*What you should do*
Could you repeat the records below exactly, leaving out any pictures?

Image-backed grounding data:
>>
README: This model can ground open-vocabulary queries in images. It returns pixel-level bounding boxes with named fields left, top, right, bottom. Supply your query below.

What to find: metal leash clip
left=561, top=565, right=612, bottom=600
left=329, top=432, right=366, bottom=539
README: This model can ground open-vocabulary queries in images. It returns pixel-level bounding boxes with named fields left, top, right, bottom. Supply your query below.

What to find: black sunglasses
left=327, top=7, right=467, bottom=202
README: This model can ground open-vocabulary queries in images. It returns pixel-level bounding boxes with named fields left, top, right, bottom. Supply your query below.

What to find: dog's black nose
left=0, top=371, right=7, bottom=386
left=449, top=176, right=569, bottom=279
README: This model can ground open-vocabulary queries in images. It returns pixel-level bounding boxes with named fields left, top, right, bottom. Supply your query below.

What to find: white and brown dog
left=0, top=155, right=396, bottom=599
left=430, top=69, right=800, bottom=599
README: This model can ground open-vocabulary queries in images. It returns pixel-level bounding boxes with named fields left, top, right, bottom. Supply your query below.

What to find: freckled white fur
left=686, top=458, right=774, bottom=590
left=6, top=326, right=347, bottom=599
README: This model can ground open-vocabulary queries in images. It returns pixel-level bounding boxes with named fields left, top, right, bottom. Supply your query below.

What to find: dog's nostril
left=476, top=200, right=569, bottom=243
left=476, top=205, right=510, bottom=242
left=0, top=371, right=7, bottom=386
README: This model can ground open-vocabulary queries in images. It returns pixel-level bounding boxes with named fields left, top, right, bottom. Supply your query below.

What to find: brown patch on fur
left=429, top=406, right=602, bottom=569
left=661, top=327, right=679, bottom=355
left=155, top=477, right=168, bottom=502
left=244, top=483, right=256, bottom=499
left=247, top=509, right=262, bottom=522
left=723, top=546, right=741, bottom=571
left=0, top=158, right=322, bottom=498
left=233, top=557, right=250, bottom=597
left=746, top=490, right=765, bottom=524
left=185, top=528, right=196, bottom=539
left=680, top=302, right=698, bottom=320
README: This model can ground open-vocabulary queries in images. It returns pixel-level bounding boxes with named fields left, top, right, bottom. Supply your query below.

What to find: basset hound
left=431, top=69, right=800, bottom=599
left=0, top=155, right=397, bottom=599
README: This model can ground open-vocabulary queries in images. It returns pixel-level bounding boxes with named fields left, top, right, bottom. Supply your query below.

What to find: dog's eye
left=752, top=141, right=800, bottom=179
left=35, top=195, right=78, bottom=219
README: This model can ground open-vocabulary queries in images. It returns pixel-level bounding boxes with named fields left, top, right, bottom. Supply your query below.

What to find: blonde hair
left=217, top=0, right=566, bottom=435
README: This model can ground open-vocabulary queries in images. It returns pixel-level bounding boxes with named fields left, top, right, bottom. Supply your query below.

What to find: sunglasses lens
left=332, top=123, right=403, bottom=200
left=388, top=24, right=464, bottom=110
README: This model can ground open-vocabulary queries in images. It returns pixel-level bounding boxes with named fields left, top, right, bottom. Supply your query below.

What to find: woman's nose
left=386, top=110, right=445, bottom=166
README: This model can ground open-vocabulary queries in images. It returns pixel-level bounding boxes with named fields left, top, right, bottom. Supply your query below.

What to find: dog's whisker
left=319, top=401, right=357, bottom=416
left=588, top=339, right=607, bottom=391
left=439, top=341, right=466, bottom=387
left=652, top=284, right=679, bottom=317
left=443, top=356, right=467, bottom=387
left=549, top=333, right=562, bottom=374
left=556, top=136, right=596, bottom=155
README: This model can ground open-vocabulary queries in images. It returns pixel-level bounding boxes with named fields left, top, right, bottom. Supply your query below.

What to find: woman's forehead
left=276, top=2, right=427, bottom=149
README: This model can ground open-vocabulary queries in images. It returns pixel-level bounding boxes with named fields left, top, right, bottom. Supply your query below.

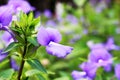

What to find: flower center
left=98, top=59, right=104, bottom=63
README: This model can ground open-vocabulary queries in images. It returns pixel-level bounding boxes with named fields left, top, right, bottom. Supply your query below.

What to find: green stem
left=17, top=34, right=27, bottom=80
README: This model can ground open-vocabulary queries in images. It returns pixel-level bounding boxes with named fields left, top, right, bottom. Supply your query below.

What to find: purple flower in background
left=1, top=31, right=14, bottom=46
left=88, top=48, right=113, bottom=72
left=87, top=41, right=104, bottom=50
left=37, top=27, right=73, bottom=58
left=80, top=62, right=98, bottom=78
left=66, top=14, right=78, bottom=25
left=0, top=50, right=8, bottom=62
left=45, top=20, right=57, bottom=27
left=35, top=11, right=41, bottom=18
left=10, top=58, right=19, bottom=71
left=0, top=5, right=13, bottom=30
left=87, top=37, right=120, bottom=51
left=71, top=70, right=93, bottom=80
left=115, top=64, right=120, bottom=80
left=44, top=10, right=52, bottom=18
left=105, top=37, right=120, bottom=50
left=8, top=0, right=34, bottom=13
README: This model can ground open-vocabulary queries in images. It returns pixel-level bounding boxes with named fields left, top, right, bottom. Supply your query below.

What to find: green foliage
left=0, top=69, right=14, bottom=80
left=4, top=42, right=21, bottom=53
left=27, top=59, right=47, bottom=73
left=27, top=37, right=39, bottom=47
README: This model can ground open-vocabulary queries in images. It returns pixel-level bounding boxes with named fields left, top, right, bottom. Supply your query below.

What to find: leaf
left=19, top=11, right=28, bottom=28
left=28, top=12, right=34, bottom=24
left=54, top=76, right=70, bottom=80
left=27, top=37, right=39, bottom=46
left=25, top=69, right=40, bottom=77
left=36, top=74, right=45, bottom=80
left=0, top=69, right=14, bottom=80
left=3, top=42, right=21, bottom=53
left=27, top=59, right=47, bottom=73
left=30, top=17, right=40, bottom=29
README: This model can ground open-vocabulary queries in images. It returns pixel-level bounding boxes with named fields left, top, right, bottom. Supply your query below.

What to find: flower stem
left=17, top=35, right=27, bottom=80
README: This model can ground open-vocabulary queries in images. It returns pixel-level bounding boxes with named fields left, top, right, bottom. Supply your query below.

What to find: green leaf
left=27, top=59, right=47, bottom=73
left=19, top=11, right=28, bottom=28
left=25, top=69, right=40, bottom=77
left=27, top=37, right=39, bottom=46
left=36, top=74, right=45, bottom=80
left=28, top=12, right=34, bottom=24
left=73, top=0, right=85, bottom=7
left=0, top=69, right=14, bottom=80
left=4, top=42, right=21, bottom=53
left=30, top=17, right=40, bottom=29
<<
*Task result*
README: This model can ground open-vocabulary queries in images. It returns pixel-level bounding boxes with named fields left, top, right, bottom. Supply your query below.

What to find: metal leash clip
left=561, top=565, right=612, bottom=600
left=329, top=432, right=366, bottom=539
README: This model can ground open-vocabulary queries in images. It returns pixel-level bounding boxes with named fields left, top, right, bottom. Supply your query below.

What to find: black sunglasses
left=327, top=7, right=467, bottom=202
README: This model can ground open-vocabulary queries in images. It returns pixel-level bounding boxes with named fields left, top, right, bottom. Supply your query below.

What to find: dog's black nose
left=0, top=371, right=7, bottom=386
left=449, top=176, right=569, bottom=279
README: This model can ground open-vocabulary queries in images. It returns pixel-level bounding boxes with named fields left, top, right, bottom. Supply your query below.

What to find: white and brown dog
left=0, top=155, right=396, bottom=599
left=430, top=69, right=800, bottom=599
README: This model can ground open-vocabulary queries in images. It returns pixel-level bounding boxes with named fields left, top, right, bottom. Supply your query below.

What to find: freckled white fur
left=686, top=458, right=774, bottom=590
left=6, top=326, right=347, bottom=599
README: This model can ground open-vocabulary queries in images. It returns pixel-level bounding boxes with named fields left, top, right, bottom. Supply your query below.

What to find: dog's nostril
left=476, top=200, right=569, bottom=243
left=476, top=205, right=510, bottom=242
left=0, top=371, right=7, bottom=386
README: This model can ground open-vocabulary queries in images. It returns pixel-level bounding boxes with named fields left, top, right, bottom. Supply your query below.

What to find: brown patch on fur
left=429, top=406, right=602, bottom=569
left=661, top=327, right=679, bottom=355
left=155, top=477, right=168, bottom=502
left=244, top=483, right=256, bottom=499
left=247, top=509, right=262, bottom=522
left=723, top=546, right=741, bottom=571
left=0, top=158, right=322, bottom=498
left=233, top=557, right=250, bottom=597
left=746, top=490, right=765, bottom=524
left=185, top=528, right=196, bottom=539
left=680, top=302, right=698, bottom=320
README: This model can ground open-vocabulary queries in images. It returns pixel-level bounding boxes with named fields left, top, right, bottom. Supply your query below.

What to find: basset hound
left=431, top=69, right=800, bottom=599
left=0, top=155, right=397, bottom=599
README: This model can ground open-vocabulary queries in images. It returns pixel-level bounding boxes with named fields left, top, right, bottom. Supply your query below.

What to find: dog's eye
left=752, top=141, right=800, bottom=179
left=35, top=195, right=78, bottom=219
README: This model can ground open-vocabulary queries in images. It returns pixel-level bounding boxes with named fields left, top, right, bottom. Supply your query below.

What to find: blonde hair
left=217, top=0, right=566, bottom=435
README: This model can ground open-vocabulary queries in images. It returns pixel-level bounding boxes with named fields left, top, right, bottom. Supply your query below.

What to find: sunglasses lens
left=332, top=123, right=403, bottom=200
left=388, top=24, right=464, bottom=110
README: This model can ground open-vocabulary queries in images. It returns pixel-level bounding boxes with named fields left, top, right, bottom. Supply your query below.

What to find: woman's nose
left=386, top=110, right=445, bottom=166
README: This model can ground open-vocabulary queries in images. It returns pixel-level bounding boxes with named fields left, top, right, bottom. Supply your query below.

What to find: dog's whisker
left=319, top=401, right=357, bottom=416
left=588, top=339, right=607, bottom=391
left=439, top=341, right=466, bottom=387
left=652, top=284, right=679, bottom=317
left=443, top=356, right=467, bottom=387
left=549, top=333, right=562, bottom=374
left=556, top=136, right=596, bottom=155
README: This model can ground open-vocabulary queries in images. It returns pixel-level bounding boxes with named fields left, top, right, bottom. Supply your query below.

What to find: woman's forehead
left=276, top=2, right=427, bottom=149
README: This model can ground open-vocabulary queries in images. It returns pixel-level bounding boxes with named fields left, top, right, bottom. Supply your query below.


What to find: flower center
left=98, top=59, right=104, bottom=63
README: This model can ground open-vocabulary queries in images. It returns pixel-level bounding boxes with named fields left, top, right, bottom. Supply your query below.

What to find: green stem
left=17, top=34, right=27, bottom=80
README: This model can ground open-vocabulary queries in images. It returns pixel-level bounding boxes with named fields left, top, right, bottom. Supply your query below.

What to find: purple flower in background
left=1, top=31, right=14, bottom=46
left=88, top=48, right=113, bottom=72
left=87, top=41, right=104, bottom=50
left=37, top=27, right=73, bottom=58
left=80, top=62, right=98, bottom=78
left=66, top=14, right=78, bottom=25
left=0, top=50, right=8, bottom=62
left=45, top=20, right=57, bottom=27
left=35, top=11, right=41, bottom=18
left=10, top=58, right=19, bottom=71
left=0, top=5, right=13, bottom=30
left=87, top=37, right=120, bottom=51
left=71, top=70, right=93, bottom=80
left=115, top=64, right=120, bottom=80
left=44, top=10, right=52, bottom=18
left=105, top=37, right=120, bottom=50
left=8, top=0, right=34, bottom=13
README: This model can ground open-vocabulary queries in images. It returns pixel-level bounding boxes with named fields left, top, right, bottom. Supply your query below.

What to find: green foliage
left=0, top=69, right=14, bottom=80
left=4, top=42, right=21, bottom=53
left=27, top=59, right=47, bottom=73
left=27, top=37, right=39, bottom=47
README: This model can ground open-vocabulary queries in images. It returns pixel-level bounding boxes with named fields left, top, right, bottom. Supply your query below.

What to find: leaf
left=19, top=11, right=28, bottom=28
left=28, top=12, right=34, bottom=24
left=54, top=76, right=70, bottom=80
left=27, top=37, right=39, bottom=46
left=25, top=69, right=40, bottom=77
left=36, top=74, right=45, bottom=80
left=0, top=69, right=14, bottom=80
left=3, top=42, right=21, bottom=53
left=27, top=59, right=47, bottom=73
left=30, top=17, right=40, bottom=29
README: This model can ground open-vocabulary queries in images. It returns pixel-level bounding boxes with named fields left, top, right, bottom. Supply your query below.

What to find: flower stem
left=17, top=35, right=27, bottom=80
README: This model can ground open-vocabulary queries in images. It returns pixel-level bounding boxes with named fields left, top, right, bottom. Supply your query below.

What to find: green leaf
left=27, top=59, right=47, bottom=73
left=19, top=11, right=28, bottom=28
left=25, top=69, right=40, bottom=77
left=27, top=37, right=39, bottom=46
left=36, top=74, right=45, bottom=80
left=28, top=12, right=34, bottom=24
left=73, top=0, right=85, bottom=7
left=0, top=69, right=14, bottom=80
left=4, top=42, right=21, bottom=53
left=30, top=17, right=40, bottom=29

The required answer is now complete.